EXERCISE AIM.
Rewrite the records as a Markdown table with the columns Row and Line, starting at the line that contains "[locate] the human" and ending at the end of the records. Number each line and leave out blank lines.

·····

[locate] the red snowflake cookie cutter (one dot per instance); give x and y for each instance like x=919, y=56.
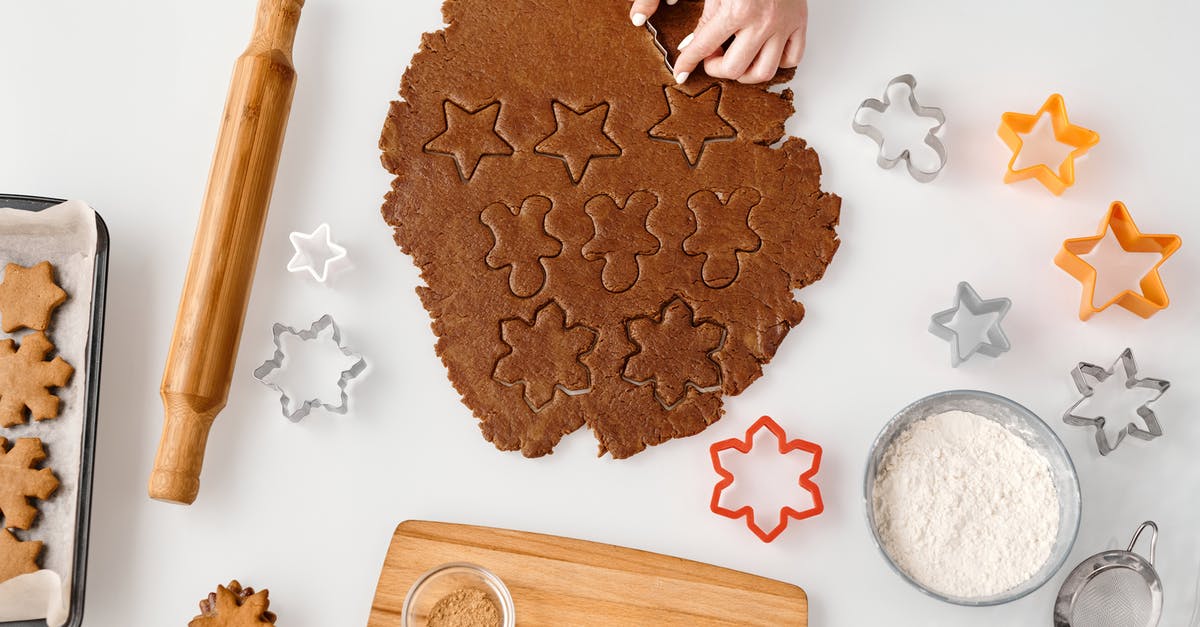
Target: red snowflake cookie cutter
x=785, y=447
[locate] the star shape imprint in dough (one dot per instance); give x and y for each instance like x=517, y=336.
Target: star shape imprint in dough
x=469, y=136
x=1152, y=297
x=544, y=356
x=1083, y=372
x=29, y=297
x=579, y=138
x=693, y=121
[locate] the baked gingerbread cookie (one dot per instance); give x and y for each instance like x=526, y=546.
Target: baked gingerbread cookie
x=17, y=557
x=27, y=378
x=21, y=479
x=234, y=607
x=599, y=245
x=29, y=297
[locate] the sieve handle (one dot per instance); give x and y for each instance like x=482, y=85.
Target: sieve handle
x=1153, y=538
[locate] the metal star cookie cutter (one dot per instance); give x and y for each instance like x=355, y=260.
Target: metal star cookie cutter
x=658, y=43
x=1099, y=374
x=931, y=138
x=965, y=297
x=310, y=334
x=318, y=263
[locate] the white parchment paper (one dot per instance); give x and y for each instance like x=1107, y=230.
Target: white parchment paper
x=65, y=236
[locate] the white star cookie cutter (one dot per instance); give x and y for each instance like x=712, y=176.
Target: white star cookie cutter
x=316, y=254
x=967, y=299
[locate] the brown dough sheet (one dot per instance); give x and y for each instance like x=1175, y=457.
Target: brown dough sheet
x=735, y=233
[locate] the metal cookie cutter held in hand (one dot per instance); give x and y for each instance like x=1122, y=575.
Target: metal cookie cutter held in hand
x=931, y=138
x=311, y=334
x=1115, y=587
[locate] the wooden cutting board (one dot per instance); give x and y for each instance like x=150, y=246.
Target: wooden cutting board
x=568, y=581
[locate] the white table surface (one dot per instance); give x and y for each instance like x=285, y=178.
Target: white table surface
x=118, y=103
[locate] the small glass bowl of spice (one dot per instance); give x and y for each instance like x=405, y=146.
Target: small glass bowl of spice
x=459, y=595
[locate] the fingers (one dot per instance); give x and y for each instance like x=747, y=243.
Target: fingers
x=738, y=57
x=795, y=49
x=701, y=45
x=766, y=64
x=642, y=10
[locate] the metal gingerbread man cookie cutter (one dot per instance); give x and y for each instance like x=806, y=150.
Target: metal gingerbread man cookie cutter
x=277, y=360
x=931, y=139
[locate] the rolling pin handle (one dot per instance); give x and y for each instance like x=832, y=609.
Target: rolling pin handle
x=185, y=434
x=275, y=27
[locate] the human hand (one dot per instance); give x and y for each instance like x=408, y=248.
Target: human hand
x=767, y=35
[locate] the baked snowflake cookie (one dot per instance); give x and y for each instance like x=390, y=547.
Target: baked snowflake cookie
x=21, y=482
x=234, y=607
x=600, y=246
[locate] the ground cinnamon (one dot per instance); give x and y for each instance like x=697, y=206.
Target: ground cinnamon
x=466, y=607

·····

RESPONSE FOR THIS EXERCISE.
| Row | Line |
|---|---|
| 1 | [locate] the human hand (one dot per instance); give x and y for each instance like x=408, y=248. |
| 2 | Target: human hand |
| 3 | x=767, y=35 |
| 4 | [locate] the baked snowflake cookie (one dot per instance); give x and y for each instance like x=390, y=547. |
| 5 | Target: baked snowflake cookie |
| 6 | x=21, y=482 |
| 7 | x=234, y=607 |
| 8 | x=600, y=246 |
| 9 | [locate] the ground cinnamon (one dot per instance); give x and y for each instance like x=697, y=206. |
| 10 | Target: ground cinnamon |
| 11 | x=466, y=607 |